**Records from a point-labeling set:**
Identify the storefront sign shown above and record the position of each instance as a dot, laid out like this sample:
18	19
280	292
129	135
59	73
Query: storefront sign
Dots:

**Exercise:**
Copy every line of the data above without changing anything.

**Exercise answer:**
Identify the storefront sign shown above and record the position of each instance as a dot, laid out like this sample:
18	19
280	292
129	135
59	73
Query: storefront sign
Dots:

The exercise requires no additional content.